- READING TEXT
# # # #

Total time derivatives and partial coordinate derivatives in classical mechanics

Question

This may be more of a math question, but I am trying to prove that for a function $f(q,\dot{q},t)$

$$\frac{d}{dt}\frac{∂f}{∂\dot{q}}=\frac{∂}{∂\dot{q}}\frac{df}{dt}−\frac{∂f}{∂q}.\tag{1}$$

As part of this problem, I have already proved that

$$\frac{d}{dt}\frac{\partial{f}}{\partial{q}}=\frac{\partial{}}{\partial{q}}\frac{df}{dt}\tag{2}$$

through the use of a total derivative expansion for $\frac{df}{dt}$, however I can't seem to figure out where the additional $-\frac{\partial{f}}{\partial{q}}$ term comes from for equation (1).

# # # #

- RECORD EXCERPTS
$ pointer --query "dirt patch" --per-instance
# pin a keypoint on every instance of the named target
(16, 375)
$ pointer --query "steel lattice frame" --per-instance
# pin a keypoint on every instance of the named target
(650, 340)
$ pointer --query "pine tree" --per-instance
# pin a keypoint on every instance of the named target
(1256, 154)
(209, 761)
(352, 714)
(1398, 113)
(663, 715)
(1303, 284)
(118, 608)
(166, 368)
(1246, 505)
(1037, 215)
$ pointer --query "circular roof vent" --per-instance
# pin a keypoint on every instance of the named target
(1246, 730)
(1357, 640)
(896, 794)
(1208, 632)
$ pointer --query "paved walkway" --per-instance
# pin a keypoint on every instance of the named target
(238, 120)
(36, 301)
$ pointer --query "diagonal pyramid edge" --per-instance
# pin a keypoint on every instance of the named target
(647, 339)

# # # #

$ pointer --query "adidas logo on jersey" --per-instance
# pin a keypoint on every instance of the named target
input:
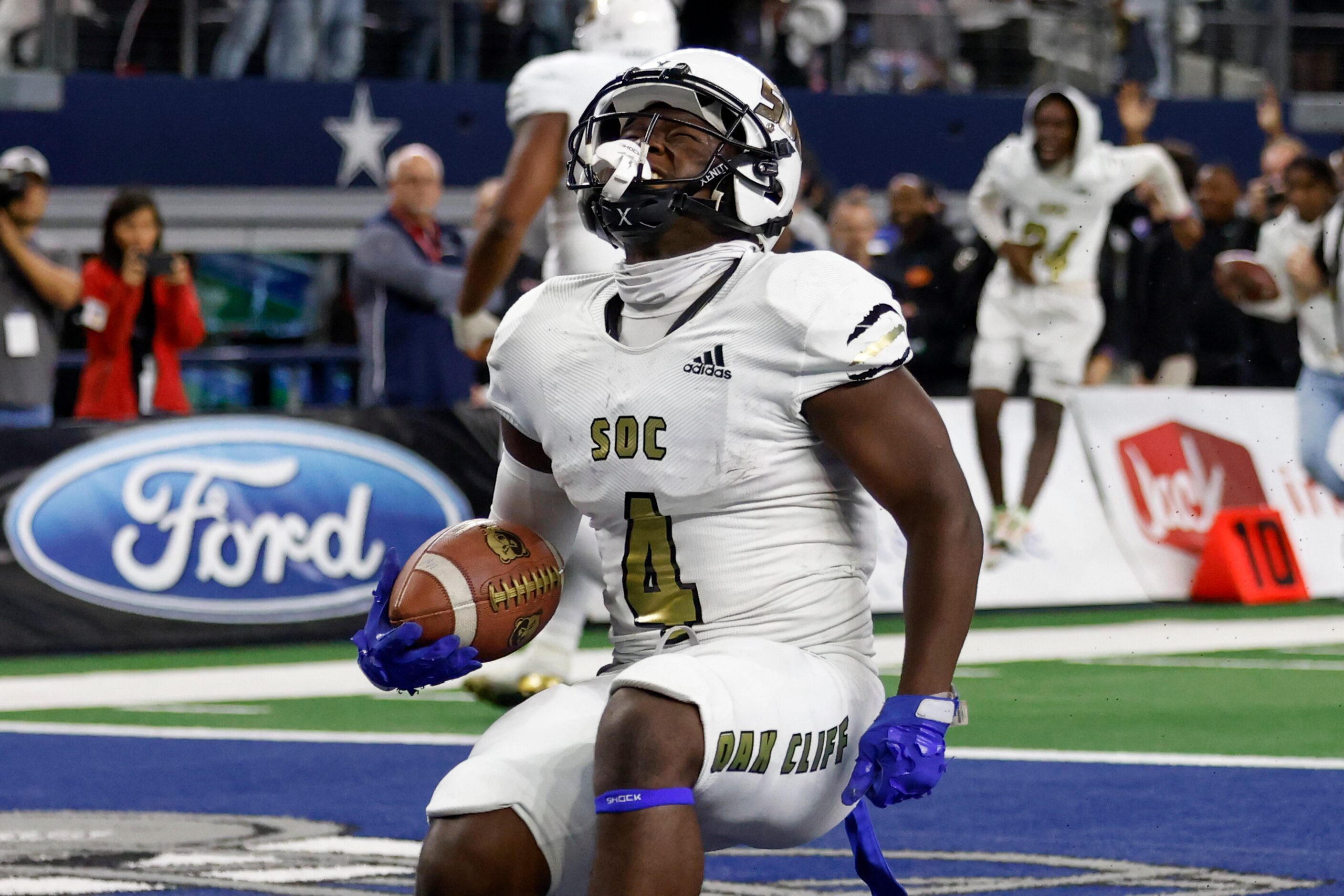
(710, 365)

# # # #

- WORK TO DO
Repeat the passage of the post on time derivatives between "Total time derivatives" and "for equation (1).", inclusive. The records are separate from the post on time derivatives.

- REPLY TO THE EXERCISE
Total time derivatives and partial coordinate derivatives in classical mechanics

Question

This may be more of a math question, but I am trying to prove that for a function $f(q,\dot{q},t)$

$$\frac{d}{dt}\frac{∂f}{∂\dot{q}}=\frac{∂}{∂\dot{q}}\frac{df}{dt}−\frac{∂f}{∂q}.\tag{1}$$

As part of this problem, I have already proved that

$$\frac{d}{dt}\frac{\partial{f}}{\partial{q}}=\frac{\partial{}}{\partial{q}}\frac{df}{dt}\tag{2}$$

through the use of a total derivative expansion for $\frac{df}{dt}$, however I can't seem to figure out where the additional $-\frac{\partial{f}}{\partial{q}}$ term comes from for equation (1).